§ **EXERCISE OBJECTIVE**:
Once the line containing "Query: green grassy hillside" appears, output it and each remaining line of the records below exactly, with no pictures and nothing more.

↓

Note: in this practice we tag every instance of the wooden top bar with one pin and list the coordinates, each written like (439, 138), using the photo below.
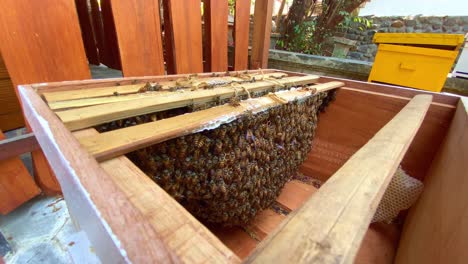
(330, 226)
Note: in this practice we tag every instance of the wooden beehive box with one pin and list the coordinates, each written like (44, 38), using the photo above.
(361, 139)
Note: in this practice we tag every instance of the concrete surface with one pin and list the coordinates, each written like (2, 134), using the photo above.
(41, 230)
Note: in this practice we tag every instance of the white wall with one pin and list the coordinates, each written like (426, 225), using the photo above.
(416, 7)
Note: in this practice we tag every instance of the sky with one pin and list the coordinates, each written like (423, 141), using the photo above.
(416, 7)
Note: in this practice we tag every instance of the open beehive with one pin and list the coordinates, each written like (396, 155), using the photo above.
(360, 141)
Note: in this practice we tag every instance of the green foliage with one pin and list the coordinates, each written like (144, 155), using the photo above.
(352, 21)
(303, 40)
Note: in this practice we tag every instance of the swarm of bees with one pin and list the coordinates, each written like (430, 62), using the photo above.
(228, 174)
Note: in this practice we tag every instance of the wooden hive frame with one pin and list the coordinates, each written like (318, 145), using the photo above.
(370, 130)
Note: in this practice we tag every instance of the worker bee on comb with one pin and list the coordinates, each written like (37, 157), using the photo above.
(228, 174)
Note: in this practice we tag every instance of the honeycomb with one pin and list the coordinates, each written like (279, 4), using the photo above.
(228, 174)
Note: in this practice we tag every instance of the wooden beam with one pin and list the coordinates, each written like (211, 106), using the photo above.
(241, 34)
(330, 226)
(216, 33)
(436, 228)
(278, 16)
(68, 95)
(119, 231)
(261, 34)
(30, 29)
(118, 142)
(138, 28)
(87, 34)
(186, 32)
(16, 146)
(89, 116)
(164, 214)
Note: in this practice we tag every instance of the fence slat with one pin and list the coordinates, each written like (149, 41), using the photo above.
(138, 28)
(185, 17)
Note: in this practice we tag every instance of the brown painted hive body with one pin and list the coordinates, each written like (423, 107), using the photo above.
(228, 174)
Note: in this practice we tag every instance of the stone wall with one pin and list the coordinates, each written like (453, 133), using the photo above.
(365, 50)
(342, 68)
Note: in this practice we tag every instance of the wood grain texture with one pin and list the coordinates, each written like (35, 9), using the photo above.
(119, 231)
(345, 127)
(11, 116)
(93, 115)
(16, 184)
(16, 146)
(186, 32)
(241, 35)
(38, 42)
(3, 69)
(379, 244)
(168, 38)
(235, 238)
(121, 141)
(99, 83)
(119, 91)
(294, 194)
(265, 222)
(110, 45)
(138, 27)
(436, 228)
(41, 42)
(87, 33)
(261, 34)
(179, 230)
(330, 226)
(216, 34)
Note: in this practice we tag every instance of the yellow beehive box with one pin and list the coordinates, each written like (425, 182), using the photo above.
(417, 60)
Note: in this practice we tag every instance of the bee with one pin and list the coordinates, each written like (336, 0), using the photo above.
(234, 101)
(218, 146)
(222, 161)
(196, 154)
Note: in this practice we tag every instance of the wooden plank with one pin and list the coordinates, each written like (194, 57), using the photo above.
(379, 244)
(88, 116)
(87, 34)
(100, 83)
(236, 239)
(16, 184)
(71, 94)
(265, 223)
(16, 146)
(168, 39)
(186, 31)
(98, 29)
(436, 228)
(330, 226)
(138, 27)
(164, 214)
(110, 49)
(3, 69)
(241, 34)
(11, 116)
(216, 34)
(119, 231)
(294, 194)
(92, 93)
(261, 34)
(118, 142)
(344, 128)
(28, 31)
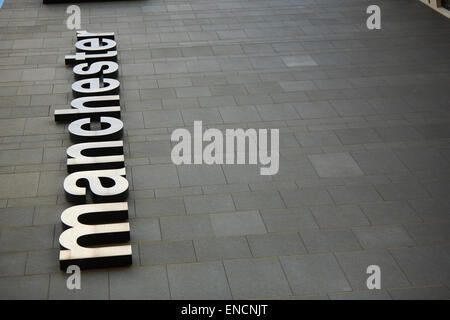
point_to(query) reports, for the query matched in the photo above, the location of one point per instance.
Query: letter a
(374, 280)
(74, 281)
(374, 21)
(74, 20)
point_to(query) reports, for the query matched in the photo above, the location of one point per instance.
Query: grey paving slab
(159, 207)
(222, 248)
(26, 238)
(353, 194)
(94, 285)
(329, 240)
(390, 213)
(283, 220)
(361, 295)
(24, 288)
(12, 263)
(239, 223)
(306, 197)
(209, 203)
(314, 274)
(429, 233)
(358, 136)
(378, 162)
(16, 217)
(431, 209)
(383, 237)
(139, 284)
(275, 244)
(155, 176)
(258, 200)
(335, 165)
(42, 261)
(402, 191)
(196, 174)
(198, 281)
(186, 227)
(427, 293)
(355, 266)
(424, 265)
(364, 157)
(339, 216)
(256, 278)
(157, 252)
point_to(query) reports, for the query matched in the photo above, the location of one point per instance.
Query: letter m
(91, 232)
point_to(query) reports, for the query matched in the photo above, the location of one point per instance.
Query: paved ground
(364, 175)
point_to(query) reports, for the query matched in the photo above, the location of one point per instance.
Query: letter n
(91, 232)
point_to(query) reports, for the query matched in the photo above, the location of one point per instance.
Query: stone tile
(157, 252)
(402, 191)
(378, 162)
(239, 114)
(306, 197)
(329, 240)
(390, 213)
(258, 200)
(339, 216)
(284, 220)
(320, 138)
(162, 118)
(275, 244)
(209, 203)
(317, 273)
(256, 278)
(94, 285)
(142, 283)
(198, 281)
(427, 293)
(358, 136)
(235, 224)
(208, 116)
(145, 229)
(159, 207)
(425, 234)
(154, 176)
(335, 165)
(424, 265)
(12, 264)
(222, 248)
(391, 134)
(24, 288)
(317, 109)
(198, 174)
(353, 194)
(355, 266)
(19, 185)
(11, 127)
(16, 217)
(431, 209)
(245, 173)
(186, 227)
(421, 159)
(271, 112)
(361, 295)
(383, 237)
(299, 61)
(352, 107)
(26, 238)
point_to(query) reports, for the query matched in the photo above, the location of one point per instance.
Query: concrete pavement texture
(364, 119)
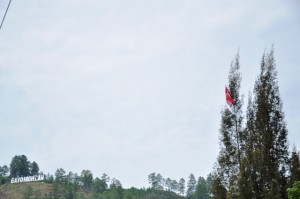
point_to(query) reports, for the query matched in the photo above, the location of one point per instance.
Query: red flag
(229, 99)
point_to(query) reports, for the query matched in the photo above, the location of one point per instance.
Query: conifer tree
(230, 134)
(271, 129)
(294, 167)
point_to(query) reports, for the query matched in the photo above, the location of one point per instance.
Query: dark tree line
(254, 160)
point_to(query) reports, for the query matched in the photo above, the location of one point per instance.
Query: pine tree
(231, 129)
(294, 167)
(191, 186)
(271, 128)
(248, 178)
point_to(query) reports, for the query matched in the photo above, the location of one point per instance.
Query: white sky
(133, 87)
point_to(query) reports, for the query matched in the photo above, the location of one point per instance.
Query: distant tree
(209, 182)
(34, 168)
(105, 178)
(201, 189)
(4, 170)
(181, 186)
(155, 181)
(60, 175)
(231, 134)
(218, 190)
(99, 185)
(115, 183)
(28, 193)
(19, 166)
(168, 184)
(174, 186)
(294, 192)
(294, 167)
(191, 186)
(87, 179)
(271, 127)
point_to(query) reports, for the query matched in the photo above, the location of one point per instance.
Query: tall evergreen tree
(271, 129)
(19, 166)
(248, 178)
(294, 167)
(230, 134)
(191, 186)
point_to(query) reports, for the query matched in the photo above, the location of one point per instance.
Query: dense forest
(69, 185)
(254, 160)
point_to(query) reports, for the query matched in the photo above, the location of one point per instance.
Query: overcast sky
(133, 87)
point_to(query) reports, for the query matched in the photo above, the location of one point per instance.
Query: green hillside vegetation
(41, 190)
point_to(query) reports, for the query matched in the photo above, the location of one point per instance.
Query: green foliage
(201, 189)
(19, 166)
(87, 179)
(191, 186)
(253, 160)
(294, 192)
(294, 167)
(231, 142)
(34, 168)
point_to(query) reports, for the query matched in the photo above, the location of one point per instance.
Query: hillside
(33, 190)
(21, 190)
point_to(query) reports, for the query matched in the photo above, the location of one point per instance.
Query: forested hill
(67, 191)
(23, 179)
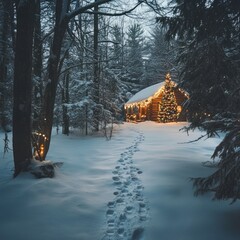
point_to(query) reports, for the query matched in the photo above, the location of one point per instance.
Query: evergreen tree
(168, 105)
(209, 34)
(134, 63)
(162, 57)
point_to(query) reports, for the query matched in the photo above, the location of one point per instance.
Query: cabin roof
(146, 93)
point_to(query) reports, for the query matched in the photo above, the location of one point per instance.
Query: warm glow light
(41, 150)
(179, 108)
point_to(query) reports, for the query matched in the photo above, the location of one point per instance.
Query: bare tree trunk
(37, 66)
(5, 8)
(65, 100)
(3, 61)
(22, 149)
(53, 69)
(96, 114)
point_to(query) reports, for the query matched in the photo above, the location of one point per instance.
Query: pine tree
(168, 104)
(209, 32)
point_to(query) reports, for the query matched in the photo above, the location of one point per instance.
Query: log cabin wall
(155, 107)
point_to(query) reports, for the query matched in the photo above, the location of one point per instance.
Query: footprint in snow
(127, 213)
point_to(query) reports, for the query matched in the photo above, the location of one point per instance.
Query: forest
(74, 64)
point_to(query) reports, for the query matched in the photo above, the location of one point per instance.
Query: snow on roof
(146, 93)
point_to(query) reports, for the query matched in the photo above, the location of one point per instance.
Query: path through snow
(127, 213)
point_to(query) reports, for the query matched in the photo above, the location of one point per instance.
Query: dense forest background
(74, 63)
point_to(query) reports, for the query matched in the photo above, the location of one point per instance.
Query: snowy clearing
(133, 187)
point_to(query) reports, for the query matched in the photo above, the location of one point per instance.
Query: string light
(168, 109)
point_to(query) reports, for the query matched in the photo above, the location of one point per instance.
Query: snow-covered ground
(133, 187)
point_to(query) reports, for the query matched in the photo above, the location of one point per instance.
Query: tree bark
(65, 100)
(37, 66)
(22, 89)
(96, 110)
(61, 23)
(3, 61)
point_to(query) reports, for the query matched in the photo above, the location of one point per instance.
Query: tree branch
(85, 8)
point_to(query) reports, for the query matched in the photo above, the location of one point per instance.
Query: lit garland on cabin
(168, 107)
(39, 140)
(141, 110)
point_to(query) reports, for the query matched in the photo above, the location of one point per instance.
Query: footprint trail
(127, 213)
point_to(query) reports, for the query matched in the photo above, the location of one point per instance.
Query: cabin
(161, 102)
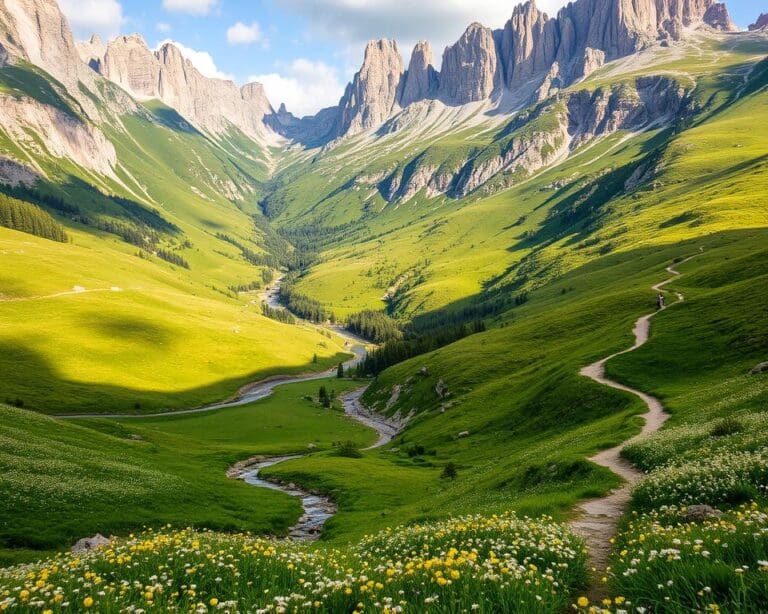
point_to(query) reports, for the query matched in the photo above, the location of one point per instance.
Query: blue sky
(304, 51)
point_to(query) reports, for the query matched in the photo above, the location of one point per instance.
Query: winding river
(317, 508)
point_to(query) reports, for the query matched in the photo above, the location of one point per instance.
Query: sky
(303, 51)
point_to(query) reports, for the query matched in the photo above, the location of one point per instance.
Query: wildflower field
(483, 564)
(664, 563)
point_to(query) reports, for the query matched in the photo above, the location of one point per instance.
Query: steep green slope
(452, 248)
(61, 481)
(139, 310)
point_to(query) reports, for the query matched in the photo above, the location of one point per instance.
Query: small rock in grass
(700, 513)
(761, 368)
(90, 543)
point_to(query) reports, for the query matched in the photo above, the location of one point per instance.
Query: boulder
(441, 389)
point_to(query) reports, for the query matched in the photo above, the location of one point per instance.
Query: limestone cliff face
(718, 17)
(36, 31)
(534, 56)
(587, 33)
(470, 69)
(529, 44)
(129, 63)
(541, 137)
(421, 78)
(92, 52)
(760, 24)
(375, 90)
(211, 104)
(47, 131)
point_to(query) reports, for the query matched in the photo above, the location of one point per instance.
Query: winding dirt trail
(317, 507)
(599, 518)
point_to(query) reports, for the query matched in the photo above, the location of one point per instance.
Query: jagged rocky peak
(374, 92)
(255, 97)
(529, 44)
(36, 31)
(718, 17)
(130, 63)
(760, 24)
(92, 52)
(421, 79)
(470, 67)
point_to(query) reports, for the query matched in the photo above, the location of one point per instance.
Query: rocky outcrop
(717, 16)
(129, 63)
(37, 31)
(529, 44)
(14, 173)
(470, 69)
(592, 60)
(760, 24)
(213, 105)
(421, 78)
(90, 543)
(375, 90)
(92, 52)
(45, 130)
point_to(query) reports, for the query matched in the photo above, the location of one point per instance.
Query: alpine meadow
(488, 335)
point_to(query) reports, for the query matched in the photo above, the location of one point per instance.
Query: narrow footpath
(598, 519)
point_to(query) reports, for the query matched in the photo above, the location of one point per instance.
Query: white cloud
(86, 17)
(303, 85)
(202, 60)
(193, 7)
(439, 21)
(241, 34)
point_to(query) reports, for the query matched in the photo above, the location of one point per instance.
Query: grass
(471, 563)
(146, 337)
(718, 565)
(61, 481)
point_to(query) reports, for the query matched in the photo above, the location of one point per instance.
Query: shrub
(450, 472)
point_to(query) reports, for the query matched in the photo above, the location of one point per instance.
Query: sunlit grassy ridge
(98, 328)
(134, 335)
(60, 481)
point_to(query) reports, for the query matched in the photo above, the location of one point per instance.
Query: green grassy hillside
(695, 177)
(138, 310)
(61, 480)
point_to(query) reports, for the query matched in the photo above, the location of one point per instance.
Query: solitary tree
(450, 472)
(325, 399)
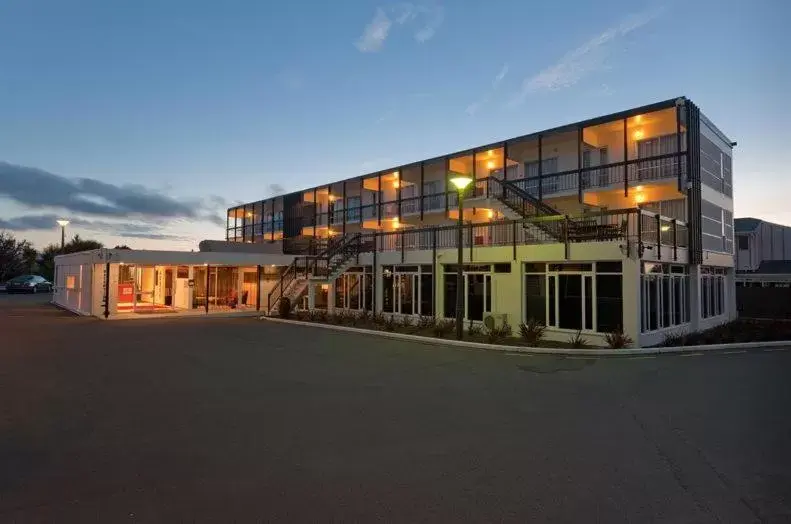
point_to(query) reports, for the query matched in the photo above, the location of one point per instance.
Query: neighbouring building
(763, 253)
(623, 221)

↑

§ **RESPONSE AREA**:
Query: green grassy hillside
(695, 177)
(138, 310)
(61, 480)
point_to(query) reports, for the query matched in the photo above, the location of one point per instance.
Query: solitary tree
(450, 472)
(325, 399)
point_to(query) reports, for the query matched in the photo above, the location of one point per instance.
Query: neighbouring building
(763, 253)
(623, 221)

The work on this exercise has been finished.